**Exercise brief:** Output every line of the data below as a numbered list, omitting any blank lines.

**Rows from a pointing dataset:**
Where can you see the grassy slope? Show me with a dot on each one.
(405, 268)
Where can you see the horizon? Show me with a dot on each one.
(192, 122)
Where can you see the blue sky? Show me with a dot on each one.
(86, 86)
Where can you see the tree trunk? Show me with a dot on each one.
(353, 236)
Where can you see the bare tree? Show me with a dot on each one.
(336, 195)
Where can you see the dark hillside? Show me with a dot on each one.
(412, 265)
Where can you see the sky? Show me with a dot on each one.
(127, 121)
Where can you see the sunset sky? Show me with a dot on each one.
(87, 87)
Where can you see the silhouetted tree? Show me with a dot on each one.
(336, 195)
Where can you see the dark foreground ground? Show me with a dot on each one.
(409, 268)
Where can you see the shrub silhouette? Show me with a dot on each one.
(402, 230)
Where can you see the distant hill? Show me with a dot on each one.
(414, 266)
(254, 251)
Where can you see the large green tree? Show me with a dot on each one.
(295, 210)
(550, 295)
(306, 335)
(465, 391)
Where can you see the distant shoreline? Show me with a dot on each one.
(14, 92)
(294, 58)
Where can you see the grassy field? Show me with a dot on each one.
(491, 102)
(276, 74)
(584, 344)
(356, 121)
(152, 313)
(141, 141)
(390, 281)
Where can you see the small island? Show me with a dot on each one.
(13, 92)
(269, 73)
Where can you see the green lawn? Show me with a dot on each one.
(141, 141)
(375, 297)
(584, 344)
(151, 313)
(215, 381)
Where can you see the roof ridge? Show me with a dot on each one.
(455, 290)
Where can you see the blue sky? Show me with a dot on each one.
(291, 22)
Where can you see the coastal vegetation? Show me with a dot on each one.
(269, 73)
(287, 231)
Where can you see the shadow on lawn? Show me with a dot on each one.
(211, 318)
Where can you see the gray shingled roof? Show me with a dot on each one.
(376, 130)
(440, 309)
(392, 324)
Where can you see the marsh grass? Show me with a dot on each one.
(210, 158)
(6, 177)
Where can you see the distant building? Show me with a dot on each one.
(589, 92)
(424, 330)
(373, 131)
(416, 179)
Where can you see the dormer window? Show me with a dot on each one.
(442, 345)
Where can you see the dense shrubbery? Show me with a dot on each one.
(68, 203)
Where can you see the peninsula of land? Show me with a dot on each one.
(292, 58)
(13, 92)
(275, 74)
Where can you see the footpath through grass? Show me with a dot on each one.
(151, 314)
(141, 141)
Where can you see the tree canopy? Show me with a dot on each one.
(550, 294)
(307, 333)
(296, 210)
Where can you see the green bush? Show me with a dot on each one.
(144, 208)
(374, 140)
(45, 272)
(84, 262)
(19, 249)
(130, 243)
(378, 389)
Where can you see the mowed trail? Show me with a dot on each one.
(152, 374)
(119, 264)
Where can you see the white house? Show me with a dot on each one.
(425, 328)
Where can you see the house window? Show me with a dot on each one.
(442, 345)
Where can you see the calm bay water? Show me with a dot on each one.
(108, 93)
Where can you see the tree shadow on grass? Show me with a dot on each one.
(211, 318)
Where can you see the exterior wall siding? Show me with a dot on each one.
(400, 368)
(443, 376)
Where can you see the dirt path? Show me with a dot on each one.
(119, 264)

**Response:**
1. Where can you see the grassy slope? Show me with a dot on each one.
2. (405, 268)
3. Where can you see the horizon? Show me with a dot on each one.
4. (192, 122)
5. Where can you see the blue sky? Show me with a dot on each one.
6. (86, 86)
7. Where can you see the tree trunk? Show me with a dot on each one.
8. (353, 236)
9. Where can you see the bare tree? Show me with a dot on each one.
10. (336, 195)
11. Where can you see the dark hillside? Show me with a dot on each one.
12. (412, 265)
13. Where can you see the sky? Show me with a dot on each one.
14. (127, 121)
15. Where can you see the sunset sky? Show me with a dot on each one.
16. (87, 87)
17. Where can you see the silhouetted tree? Show me with a dot on each one.
18. (336, 195)
19. Where can you see the dark foreground ground? Show me with a dot on each one.
20. (409, 268)
21. Where can you see the shrub silhouette? Show me with a dot on each one.
22. (402, 230)
23. Where can you see the distant hill? Show me with a dot on each one.
24. (414, 266)
25. (254, 251)
26. Where can you see the large green tree? Show me with a dot on each one.
27. (295, 210)
28. (550, 295)
29. (306, 335)
30. (465, 391)
31. Where can you see the distant shoreline? Show me with a dot on each one.
32. (14, 92)
33. (294, 58)
34. Where can you see the grassy field? Show me with a dot on each one.
35. (491, 102)
36. (276, 74)
37. (584, 344)
38. (356, 121)
39. (152, 313)
40. (141, 141)
41. (390, 281)
42. Where can you see the small island? Show me with a dot on each one.
43. (13, 92)
44. (269, 73)
45. Where can you see the green lawn? Show me with a dot on each one.
46. (141, 141)
47. (375, 297)
48. (584, 344)
49. (151, 313)
50. (215, 381)
51. Where can you see the roof ridge? Show me with a dot on each one.
52. (455, 290)
53. Where can you see the blue sky? Show me with a dot on each one.
54. (291, 22)
55. Where can you see the coastal vegetation? Show me with a dot on each one.
56. (269, 73)
57. (287, 231)
58. Where can you see the shadow on lawn? Show me with a dot on each one.
59. (211, 318)
60. Where can you see the gray shingled roof? Show me with a dot on each one.
61. (376, 130)
62. (440, 309)
63. (392, 324)
64. Where can you see the marsh grass? Show me with a dot on each one.
65. (210, 158)
66. (6, 177)
67. Where can you see the distant building? Show me with a dot on each one.
68. (589, 92)
69. (424, 330)
70. (373, 131)
71. (416, 179)
72. Where can you see the dormer window? Show me with a dot on each one.
73. (442, 345)
74. Where can you see the dense shrubbery? Show me with a dot on each one.
75. (68, 203)
76. Where can you see the peninsula of land? Show me with a dot on each one.
77. (292, 58)
78. (13, 92)
79. (275, 74)
80. Where can you see the footpath through grass? Show me with a dot on each one.
81. (151, 314)
82. (141, 141)
83. Where can you see the tree canopy? Show me with a dot on each one.
84. (550, 294)
85. (307, 333)
86. (296, 210)
87. Where can you see the green bush? Show me with a dot on each one.
88. (144, 208)
89. (374, 140)
90. (45, 272)
91. (84, 262)
92. (19, 249)
93. (130, 243)
94. (378, 389)
95. Where can you see the mowed trail? Show me with a dot on each one.
96. (152, 374)
97. (119, 264)
98. Where can you see the white house? Show me with a dot on each one.
99. (425, 328)
100. Where can you see the house window? Show me with a dot on each one.
101. (442, 345)
102. Where can you see the calm bay water? Show me with a dot on each one.
103. (108, 93)
104. Where can you see the tree shadow on grass? Show me with a dot on each one.
105. (211, 318)
106. Where can you see the exterior wall siding? Show me with a dot on each one.
107. (400, 368)
108. (443, 376)
109. Where can you see the dirt path? Show me with a dot on each one.
110. (119, 264)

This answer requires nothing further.